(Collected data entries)
★ ★ ★ ★ ★
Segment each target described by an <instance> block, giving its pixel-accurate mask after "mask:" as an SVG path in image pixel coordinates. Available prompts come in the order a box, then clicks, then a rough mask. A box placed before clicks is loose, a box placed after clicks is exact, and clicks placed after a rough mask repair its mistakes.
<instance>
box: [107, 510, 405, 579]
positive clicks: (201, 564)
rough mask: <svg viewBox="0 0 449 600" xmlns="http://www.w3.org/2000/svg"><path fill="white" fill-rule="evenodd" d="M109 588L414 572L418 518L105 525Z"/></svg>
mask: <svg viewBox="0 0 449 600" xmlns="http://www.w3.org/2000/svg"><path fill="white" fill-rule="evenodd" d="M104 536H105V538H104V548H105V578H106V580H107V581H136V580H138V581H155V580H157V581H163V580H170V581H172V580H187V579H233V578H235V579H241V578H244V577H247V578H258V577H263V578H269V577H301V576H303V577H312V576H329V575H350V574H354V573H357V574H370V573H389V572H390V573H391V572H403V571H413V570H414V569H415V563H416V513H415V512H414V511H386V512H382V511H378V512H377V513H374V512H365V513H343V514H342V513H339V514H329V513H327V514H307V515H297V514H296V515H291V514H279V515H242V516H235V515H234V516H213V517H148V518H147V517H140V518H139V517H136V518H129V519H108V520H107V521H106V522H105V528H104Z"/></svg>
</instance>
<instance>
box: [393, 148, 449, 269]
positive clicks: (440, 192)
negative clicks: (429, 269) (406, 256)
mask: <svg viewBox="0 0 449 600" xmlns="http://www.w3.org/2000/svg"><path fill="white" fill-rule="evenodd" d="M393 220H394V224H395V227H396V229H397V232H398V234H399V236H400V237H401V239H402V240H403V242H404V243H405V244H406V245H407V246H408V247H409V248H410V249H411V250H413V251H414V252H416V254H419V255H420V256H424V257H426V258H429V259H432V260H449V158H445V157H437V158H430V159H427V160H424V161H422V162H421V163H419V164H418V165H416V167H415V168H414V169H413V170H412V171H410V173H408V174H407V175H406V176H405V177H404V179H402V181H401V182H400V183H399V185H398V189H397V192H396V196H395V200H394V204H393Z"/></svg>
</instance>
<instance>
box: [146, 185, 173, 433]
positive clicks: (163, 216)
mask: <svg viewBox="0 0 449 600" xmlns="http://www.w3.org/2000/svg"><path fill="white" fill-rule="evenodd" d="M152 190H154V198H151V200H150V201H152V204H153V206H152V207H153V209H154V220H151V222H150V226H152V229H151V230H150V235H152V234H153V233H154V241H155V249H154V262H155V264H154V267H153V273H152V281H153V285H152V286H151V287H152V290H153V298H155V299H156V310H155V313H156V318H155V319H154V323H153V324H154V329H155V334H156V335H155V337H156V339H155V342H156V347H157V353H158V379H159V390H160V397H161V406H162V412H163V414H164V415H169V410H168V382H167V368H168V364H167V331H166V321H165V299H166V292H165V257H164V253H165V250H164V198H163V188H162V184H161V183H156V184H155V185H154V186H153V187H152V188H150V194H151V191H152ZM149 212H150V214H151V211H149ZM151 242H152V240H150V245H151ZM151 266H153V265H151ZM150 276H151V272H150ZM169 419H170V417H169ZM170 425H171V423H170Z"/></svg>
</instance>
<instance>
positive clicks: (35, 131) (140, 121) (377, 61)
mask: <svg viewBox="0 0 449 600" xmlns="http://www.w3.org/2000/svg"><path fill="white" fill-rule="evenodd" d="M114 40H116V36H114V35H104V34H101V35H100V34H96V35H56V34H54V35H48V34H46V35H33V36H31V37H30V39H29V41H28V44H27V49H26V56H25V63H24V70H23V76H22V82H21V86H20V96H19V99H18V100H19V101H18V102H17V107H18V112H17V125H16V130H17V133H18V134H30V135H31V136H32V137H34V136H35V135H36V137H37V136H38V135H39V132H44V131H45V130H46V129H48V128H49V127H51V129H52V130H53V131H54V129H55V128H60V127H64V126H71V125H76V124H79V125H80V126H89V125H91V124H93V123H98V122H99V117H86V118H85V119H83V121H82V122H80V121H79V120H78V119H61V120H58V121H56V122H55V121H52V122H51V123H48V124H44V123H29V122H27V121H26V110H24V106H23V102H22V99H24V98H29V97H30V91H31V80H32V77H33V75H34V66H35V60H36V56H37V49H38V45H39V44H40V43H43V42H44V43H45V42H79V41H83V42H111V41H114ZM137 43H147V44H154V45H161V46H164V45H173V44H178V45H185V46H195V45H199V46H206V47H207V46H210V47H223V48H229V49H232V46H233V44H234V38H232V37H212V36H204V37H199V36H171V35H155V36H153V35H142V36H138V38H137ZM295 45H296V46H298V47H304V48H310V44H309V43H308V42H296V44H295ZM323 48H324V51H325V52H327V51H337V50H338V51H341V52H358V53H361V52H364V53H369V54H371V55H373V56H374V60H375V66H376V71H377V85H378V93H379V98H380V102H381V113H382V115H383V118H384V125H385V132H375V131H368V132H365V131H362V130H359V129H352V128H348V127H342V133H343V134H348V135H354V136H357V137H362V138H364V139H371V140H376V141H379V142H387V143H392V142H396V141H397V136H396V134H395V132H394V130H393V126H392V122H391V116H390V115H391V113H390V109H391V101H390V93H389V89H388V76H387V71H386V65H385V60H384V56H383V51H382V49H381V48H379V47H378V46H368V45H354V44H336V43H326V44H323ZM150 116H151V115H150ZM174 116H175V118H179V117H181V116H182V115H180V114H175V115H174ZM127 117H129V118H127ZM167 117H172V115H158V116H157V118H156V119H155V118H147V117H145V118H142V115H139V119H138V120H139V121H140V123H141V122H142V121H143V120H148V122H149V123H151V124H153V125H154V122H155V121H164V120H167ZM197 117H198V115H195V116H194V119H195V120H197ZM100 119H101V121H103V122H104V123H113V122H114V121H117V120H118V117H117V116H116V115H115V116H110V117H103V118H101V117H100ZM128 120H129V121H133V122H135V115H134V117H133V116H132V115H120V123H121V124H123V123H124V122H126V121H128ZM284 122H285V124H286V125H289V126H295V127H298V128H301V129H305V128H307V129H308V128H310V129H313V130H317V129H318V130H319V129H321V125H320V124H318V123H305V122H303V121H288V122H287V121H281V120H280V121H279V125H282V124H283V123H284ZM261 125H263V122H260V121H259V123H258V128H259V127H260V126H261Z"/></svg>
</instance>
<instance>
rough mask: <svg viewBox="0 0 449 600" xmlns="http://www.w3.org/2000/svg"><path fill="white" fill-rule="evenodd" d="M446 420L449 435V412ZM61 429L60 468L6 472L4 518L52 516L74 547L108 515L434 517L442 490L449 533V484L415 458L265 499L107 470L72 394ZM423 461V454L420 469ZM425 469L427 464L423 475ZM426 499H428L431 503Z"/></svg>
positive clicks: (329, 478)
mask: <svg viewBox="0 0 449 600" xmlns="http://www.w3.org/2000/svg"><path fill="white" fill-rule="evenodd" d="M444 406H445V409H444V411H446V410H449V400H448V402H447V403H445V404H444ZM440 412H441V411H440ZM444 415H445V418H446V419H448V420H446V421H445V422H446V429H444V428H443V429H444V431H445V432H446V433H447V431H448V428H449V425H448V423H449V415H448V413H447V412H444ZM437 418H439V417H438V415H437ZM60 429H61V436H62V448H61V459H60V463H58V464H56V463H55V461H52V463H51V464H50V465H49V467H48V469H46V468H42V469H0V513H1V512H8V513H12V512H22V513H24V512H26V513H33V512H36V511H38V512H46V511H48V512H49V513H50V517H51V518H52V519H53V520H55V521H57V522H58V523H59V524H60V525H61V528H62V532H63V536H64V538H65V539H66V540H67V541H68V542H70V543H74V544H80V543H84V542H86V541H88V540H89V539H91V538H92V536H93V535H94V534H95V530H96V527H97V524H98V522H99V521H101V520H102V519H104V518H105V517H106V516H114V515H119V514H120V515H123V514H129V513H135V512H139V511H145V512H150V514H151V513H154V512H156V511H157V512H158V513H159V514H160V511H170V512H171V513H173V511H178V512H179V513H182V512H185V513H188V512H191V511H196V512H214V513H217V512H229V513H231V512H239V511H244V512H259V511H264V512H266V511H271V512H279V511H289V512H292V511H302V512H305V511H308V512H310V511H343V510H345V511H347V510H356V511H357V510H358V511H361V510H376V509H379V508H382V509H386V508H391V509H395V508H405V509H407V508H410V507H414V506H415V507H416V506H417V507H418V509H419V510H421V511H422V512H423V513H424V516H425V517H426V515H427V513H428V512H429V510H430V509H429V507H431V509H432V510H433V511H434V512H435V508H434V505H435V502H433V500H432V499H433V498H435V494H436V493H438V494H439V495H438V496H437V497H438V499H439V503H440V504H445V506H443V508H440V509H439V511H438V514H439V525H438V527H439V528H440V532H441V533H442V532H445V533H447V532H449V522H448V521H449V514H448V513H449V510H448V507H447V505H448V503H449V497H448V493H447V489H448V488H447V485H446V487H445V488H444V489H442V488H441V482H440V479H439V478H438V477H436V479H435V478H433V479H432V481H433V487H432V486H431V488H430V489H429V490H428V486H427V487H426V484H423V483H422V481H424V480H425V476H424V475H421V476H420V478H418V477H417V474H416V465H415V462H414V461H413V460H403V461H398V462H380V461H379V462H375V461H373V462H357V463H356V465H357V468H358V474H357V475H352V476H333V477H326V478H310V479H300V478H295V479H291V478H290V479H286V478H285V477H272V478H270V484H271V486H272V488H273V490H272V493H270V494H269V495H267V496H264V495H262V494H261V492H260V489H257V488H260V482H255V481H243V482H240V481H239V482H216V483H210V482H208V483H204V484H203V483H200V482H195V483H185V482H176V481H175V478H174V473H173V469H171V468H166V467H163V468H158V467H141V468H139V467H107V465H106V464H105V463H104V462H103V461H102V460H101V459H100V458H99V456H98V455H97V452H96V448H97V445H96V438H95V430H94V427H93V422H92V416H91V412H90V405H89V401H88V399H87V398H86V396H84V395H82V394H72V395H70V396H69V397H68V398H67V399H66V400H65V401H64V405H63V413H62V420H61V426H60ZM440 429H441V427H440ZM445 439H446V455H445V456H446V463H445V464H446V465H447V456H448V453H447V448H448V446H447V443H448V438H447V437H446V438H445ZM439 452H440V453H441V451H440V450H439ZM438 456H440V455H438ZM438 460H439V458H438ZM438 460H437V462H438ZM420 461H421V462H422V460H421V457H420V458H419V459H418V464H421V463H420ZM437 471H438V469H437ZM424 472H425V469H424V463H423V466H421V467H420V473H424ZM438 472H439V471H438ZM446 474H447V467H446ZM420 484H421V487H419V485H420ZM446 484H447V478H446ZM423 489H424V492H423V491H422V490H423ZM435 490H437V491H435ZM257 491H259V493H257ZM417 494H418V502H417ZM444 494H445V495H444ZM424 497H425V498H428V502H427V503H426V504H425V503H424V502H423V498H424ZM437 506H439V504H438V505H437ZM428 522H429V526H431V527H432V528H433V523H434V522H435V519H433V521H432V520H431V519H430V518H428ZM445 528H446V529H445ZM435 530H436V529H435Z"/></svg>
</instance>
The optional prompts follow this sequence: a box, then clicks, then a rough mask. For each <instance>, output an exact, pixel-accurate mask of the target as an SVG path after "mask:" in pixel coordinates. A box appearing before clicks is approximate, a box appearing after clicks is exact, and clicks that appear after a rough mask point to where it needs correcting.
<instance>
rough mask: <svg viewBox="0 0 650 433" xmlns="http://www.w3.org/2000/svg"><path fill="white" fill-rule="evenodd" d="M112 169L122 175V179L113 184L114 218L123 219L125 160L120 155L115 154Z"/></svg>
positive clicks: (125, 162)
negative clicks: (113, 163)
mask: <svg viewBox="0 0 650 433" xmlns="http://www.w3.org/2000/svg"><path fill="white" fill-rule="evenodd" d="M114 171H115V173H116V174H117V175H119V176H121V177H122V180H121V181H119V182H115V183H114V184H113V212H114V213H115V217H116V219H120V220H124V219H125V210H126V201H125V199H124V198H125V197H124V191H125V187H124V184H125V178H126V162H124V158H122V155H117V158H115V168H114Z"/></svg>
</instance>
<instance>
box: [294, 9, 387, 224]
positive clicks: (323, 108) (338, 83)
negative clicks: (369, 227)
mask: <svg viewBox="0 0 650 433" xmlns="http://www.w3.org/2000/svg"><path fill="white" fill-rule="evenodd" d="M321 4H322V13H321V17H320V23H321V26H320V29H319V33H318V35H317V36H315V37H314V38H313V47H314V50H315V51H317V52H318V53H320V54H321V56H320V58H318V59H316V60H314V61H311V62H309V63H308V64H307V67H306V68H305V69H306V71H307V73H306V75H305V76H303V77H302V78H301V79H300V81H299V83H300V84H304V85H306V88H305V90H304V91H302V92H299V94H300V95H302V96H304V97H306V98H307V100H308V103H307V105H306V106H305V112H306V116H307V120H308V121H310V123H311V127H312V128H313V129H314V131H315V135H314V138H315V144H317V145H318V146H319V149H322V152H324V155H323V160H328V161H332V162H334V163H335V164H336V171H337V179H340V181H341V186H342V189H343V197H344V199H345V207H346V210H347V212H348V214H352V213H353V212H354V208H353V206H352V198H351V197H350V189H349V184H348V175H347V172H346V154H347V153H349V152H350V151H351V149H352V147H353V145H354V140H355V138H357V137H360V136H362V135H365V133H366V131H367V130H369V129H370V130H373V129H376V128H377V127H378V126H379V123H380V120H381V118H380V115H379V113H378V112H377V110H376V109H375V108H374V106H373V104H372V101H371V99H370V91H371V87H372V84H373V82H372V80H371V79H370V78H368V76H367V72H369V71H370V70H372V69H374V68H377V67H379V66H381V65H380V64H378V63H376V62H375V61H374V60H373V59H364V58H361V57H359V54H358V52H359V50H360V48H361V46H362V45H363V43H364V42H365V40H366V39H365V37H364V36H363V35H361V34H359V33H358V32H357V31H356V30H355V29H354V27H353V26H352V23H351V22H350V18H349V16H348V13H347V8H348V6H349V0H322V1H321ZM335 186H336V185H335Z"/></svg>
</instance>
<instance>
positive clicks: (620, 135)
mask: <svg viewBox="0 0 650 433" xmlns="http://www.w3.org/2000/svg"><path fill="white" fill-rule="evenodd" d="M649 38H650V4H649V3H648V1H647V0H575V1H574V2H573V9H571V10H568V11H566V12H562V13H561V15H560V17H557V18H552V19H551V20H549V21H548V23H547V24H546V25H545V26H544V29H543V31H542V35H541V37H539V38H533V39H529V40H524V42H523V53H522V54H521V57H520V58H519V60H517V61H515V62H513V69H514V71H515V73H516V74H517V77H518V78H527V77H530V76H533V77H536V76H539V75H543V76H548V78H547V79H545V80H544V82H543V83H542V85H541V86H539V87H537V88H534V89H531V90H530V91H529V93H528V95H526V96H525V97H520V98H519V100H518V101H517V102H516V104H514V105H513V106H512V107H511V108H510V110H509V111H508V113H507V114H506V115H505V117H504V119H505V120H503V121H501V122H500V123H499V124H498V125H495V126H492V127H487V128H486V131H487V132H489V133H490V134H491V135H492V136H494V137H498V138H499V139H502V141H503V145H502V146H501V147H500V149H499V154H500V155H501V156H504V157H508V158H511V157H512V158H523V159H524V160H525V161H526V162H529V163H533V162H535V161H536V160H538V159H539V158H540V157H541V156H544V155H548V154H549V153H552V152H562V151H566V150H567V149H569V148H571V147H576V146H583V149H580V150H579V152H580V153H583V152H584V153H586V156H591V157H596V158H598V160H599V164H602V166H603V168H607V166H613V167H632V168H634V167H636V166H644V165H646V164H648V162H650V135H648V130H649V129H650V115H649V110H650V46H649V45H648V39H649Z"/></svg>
★ ★ ★ ★ ★
Job: From the material, pick out each line that contains the string "rough" and reproduce those lines in full.

Solution:
Segment each target described by an <instance> block, giving its pixel-accurate mask after "mask:" as an SVG path in image pixel coordinates. Available prompts come in the order a box, then clicks, then a rough mask. A box placed before clicks is loose, a box placed after clicks is exact, and clicks placed after a rough mask repair its mistakes.
rough mask: <svg viewBox="0 0 449 600" xmlns="http://www.w3.org/2000/svg"><path fill="white" fill-rule="evenodd" d="M109 588L414 572L418 518L105 525Z"/></svg>
rough mask: <svg viewBox="0 0 449 600" xmlns="http://www.w3.org/2000/svg"><path fill="white" fill-rule="evenodd" d="M446 420L449 435V412ZM61 429L60 468L6 472L4 518L52 516L74 547L108 515L434 517L442 490L449 533V484L415 458L265 499L107 470L72 394ZM423 461V454L420 469ZM425 469L427 464L423 475ZM426 499H428L431 503Z"/></svg>
The optional prompts follow this sequence: a box, then clicks, then a rough mask. For each <instance>, output an exact, pixel-accurate mask of the target as an SVG path after "mask:" in pixel coordinates. A box appearing before clicks is approximate, a box appearing after clicks is exact, and clicks that appear after a rough mask point to where it needs correcting.
rough mask: <svg viewBox="0 0 650 433" xmlns="http://www.w3.org/2000/svg"><path fill="white" fill-rule="evenodd" d="M112 169L122 175V179L113 184L114 218L123 219L125 160L120 155L115 154Z"/></svg>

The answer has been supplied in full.